**Recorded information**

==============================

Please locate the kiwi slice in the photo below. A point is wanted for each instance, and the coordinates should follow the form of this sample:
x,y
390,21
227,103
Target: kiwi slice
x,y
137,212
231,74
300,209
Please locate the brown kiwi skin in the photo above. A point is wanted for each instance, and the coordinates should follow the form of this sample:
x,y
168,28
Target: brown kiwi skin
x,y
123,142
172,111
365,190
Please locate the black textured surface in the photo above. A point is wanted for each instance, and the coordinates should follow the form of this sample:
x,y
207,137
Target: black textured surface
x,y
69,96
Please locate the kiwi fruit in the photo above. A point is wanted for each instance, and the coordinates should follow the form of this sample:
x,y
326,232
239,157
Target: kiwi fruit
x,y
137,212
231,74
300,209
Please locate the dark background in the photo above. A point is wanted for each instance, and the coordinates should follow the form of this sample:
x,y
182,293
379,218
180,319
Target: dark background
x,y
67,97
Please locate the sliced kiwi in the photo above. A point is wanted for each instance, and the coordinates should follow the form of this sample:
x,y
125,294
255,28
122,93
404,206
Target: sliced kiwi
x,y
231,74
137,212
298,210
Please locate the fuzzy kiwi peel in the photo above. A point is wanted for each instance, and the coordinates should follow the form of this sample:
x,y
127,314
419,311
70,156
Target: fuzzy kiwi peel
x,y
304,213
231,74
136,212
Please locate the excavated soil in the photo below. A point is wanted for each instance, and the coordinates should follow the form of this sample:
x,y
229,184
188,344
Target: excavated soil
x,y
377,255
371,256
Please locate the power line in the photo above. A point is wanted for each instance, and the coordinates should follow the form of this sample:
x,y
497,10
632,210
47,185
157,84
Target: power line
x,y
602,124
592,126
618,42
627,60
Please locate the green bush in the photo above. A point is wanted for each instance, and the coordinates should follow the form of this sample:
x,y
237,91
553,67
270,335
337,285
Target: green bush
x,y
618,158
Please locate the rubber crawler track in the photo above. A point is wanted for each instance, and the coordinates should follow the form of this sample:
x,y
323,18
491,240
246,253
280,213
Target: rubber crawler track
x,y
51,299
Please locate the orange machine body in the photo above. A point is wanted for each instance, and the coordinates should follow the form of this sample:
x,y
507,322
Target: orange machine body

==============================

**Exercise description**
Copy out all lines from the records where the word "orange" appears.

**Solution**
Please locate the orange machine body in the photo above. A point is wanted for each instance, and the coordinates should follow the form of this sample:
Target: orange machine body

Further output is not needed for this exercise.